TASK STATEMENT: List every line of the records that contains the string "person", with case counting.

EXERCISE INPUT:
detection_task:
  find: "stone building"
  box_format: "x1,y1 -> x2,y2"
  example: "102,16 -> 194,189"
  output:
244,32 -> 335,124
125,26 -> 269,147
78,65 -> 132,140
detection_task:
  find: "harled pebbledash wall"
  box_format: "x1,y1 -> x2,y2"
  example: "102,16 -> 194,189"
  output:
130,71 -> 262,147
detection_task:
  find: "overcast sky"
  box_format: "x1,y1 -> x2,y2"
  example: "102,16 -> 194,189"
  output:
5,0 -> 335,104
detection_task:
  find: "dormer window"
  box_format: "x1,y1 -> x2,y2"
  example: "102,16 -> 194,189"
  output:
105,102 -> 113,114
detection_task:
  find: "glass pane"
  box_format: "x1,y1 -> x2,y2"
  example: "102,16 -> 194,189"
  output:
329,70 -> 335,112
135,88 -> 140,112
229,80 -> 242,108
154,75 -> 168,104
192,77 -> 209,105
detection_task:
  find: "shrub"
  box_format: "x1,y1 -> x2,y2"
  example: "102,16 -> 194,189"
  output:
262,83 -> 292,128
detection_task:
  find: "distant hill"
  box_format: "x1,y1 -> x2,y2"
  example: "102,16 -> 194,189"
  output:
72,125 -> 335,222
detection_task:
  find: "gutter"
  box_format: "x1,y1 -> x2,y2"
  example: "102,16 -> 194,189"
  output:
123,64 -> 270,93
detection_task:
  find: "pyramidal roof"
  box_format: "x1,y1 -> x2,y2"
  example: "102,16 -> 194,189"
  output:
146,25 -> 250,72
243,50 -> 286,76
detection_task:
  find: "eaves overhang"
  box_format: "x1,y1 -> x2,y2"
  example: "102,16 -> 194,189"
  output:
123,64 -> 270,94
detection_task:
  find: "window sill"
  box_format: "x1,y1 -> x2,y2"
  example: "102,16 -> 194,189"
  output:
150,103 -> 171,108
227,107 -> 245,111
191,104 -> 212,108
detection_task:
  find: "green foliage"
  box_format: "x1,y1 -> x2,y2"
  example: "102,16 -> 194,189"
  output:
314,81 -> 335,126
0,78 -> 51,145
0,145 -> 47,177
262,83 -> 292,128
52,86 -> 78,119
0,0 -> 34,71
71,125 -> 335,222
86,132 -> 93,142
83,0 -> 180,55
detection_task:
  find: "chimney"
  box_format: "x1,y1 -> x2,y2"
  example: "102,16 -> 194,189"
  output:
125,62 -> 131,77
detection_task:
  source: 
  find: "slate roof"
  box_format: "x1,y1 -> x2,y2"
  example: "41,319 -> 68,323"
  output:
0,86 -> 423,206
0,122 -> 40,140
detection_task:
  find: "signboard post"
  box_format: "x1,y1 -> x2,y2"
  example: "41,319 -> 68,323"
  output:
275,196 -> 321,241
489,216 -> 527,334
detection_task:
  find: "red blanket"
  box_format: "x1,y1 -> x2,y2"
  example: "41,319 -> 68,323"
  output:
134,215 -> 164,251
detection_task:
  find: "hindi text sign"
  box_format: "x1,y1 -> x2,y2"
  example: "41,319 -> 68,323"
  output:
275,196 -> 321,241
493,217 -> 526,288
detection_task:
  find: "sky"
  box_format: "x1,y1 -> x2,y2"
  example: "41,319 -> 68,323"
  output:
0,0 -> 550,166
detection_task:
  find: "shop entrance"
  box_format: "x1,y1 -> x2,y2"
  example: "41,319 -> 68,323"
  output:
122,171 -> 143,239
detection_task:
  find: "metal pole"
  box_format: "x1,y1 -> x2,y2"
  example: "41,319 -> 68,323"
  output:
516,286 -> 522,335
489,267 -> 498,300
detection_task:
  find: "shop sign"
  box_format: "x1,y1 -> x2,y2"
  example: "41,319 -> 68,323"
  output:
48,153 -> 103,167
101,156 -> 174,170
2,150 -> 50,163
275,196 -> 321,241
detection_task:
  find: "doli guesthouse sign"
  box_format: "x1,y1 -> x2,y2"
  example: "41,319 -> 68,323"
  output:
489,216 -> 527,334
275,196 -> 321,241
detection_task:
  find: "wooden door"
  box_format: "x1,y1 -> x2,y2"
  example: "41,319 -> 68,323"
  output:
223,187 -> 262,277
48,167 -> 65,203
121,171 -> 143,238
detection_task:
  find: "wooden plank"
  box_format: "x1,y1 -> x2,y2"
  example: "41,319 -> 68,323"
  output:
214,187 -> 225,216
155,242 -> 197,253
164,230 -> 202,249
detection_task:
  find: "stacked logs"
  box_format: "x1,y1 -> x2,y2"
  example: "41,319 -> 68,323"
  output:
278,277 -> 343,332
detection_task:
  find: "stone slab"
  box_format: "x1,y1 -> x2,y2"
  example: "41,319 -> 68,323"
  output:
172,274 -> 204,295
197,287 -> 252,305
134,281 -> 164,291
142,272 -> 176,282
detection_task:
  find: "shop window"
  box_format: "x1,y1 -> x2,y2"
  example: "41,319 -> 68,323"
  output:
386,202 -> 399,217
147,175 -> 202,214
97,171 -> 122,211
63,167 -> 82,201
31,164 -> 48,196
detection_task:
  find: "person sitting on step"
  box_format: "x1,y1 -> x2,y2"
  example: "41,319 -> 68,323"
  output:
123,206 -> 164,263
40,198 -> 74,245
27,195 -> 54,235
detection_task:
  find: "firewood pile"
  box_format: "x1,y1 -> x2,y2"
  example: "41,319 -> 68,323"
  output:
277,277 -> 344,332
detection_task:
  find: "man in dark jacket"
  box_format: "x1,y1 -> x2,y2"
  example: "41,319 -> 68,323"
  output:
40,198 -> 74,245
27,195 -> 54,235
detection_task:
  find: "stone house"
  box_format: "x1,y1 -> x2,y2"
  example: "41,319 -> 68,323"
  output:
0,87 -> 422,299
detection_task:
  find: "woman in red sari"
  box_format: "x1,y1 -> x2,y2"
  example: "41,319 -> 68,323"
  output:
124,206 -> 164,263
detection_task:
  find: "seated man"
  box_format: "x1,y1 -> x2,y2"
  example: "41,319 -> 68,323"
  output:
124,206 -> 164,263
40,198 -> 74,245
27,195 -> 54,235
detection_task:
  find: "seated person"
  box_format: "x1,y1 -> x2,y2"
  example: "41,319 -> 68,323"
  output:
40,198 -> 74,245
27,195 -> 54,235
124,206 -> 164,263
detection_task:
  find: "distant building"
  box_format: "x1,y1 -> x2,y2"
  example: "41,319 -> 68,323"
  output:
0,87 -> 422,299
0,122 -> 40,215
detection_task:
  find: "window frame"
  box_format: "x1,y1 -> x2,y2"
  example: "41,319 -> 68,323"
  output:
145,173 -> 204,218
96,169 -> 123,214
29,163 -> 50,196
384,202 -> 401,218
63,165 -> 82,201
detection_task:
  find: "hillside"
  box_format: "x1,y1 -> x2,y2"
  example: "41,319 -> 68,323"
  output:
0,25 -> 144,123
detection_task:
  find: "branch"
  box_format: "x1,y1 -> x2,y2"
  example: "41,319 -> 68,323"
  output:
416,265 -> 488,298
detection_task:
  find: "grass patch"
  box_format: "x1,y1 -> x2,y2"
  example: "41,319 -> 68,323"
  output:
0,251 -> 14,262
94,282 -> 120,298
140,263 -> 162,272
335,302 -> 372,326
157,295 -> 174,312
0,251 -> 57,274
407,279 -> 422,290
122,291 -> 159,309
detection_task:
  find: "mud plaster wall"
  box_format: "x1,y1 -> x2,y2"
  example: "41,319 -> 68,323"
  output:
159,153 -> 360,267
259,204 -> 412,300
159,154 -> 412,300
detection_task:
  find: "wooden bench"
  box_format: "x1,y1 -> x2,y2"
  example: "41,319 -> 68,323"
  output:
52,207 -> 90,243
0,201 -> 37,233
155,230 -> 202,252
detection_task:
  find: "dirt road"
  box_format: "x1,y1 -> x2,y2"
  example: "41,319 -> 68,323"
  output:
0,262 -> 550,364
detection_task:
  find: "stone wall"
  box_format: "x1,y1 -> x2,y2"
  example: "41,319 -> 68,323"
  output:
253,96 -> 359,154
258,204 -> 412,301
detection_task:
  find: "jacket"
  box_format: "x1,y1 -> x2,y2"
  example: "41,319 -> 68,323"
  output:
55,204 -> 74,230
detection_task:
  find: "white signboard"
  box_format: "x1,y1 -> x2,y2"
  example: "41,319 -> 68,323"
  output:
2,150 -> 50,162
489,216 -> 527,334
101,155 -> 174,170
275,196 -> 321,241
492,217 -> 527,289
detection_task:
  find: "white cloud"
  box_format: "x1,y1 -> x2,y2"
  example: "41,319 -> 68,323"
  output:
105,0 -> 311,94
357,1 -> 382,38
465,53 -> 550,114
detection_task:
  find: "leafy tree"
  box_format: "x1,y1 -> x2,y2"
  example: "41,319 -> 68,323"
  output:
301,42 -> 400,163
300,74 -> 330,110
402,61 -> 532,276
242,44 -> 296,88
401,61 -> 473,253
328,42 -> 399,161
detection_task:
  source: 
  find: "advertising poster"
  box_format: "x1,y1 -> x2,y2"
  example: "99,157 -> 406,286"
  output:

TASK ANSWER:
  find: "person sitting on step"
  find: "seated person"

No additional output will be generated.